+++ Datenzeilen +++

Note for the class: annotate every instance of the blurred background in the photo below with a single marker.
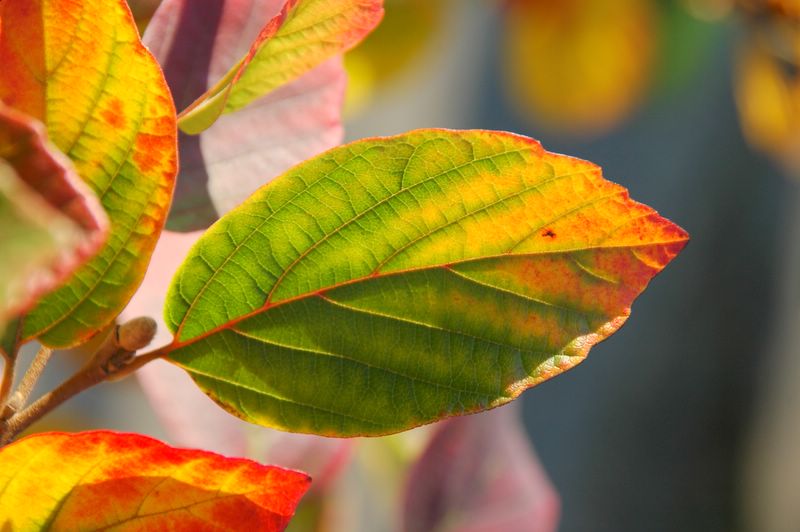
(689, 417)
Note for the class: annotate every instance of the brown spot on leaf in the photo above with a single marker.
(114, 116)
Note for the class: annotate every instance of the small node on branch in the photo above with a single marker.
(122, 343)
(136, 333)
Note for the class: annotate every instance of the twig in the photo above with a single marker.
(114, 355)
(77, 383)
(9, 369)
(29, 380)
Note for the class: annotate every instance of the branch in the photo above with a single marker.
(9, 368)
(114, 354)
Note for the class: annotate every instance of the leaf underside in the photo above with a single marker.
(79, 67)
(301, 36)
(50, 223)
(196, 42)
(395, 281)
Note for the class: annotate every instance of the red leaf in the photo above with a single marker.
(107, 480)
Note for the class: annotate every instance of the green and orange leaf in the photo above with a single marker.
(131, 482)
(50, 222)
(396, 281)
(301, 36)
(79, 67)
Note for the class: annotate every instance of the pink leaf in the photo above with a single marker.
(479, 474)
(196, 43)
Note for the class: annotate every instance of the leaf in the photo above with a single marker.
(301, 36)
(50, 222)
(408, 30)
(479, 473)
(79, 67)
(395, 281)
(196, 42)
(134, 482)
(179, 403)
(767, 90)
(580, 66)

+++
+++ Datenzeilen +++

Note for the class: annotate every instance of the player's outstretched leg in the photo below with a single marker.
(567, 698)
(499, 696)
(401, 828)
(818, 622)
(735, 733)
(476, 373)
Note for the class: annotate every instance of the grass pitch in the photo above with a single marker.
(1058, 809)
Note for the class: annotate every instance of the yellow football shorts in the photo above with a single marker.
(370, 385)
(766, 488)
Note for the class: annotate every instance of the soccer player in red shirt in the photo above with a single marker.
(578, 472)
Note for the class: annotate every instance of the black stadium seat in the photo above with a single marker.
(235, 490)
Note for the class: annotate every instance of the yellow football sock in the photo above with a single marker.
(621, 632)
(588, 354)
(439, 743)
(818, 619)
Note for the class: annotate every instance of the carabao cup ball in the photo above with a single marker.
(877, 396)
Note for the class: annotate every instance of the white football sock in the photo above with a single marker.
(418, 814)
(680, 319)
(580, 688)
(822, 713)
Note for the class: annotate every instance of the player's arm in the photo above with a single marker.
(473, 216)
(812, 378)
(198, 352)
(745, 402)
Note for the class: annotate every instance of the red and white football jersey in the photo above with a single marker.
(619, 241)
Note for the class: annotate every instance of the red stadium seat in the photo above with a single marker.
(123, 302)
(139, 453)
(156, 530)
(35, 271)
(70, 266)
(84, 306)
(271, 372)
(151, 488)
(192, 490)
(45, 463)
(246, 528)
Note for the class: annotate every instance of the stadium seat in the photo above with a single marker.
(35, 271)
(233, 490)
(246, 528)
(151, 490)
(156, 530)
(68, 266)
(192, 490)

+++
+++ Datenzeilen +++

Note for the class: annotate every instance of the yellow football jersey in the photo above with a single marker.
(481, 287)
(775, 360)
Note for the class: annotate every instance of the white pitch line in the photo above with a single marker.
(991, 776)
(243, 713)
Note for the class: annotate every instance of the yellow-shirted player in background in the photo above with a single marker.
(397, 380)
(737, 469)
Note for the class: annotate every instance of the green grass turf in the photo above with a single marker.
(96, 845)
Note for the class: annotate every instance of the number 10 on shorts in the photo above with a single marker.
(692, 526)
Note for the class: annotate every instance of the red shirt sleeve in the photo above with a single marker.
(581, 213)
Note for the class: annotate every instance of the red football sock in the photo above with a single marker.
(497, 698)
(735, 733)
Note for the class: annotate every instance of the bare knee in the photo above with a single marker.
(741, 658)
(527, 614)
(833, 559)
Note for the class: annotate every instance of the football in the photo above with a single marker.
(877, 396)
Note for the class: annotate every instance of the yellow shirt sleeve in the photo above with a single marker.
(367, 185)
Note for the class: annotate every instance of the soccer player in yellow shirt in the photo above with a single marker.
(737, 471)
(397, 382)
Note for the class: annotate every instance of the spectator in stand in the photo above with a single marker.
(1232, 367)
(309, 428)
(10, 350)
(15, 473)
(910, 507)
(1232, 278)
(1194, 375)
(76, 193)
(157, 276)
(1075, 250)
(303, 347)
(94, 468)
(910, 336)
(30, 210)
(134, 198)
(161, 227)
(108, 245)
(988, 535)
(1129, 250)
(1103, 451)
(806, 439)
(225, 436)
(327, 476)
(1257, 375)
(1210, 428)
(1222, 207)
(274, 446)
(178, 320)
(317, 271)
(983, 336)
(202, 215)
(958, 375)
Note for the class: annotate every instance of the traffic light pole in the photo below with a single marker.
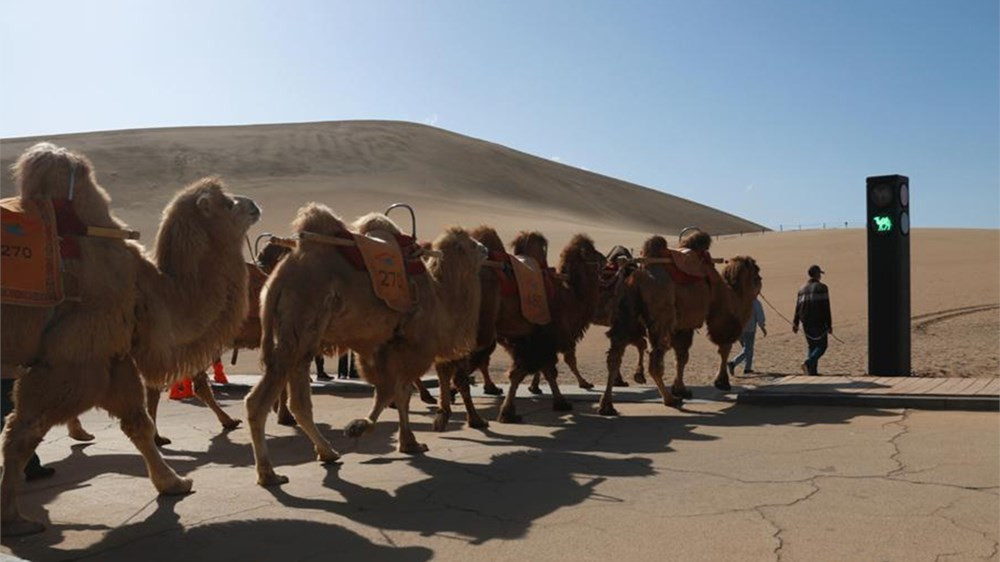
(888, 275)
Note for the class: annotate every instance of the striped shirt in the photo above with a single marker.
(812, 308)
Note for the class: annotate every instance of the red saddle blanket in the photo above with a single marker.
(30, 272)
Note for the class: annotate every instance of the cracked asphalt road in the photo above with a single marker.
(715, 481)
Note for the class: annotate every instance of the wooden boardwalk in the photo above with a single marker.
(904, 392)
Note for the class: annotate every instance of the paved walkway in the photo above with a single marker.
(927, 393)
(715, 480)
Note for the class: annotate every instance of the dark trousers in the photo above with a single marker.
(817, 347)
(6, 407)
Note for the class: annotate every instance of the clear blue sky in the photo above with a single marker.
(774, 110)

+++

Anweisung: Zähle bitte, in wie vielen Zeilen der Auflistung oben das Wort "background" vorkommt, und nenne nur die Zahl.

Richtige Ausgabe: 2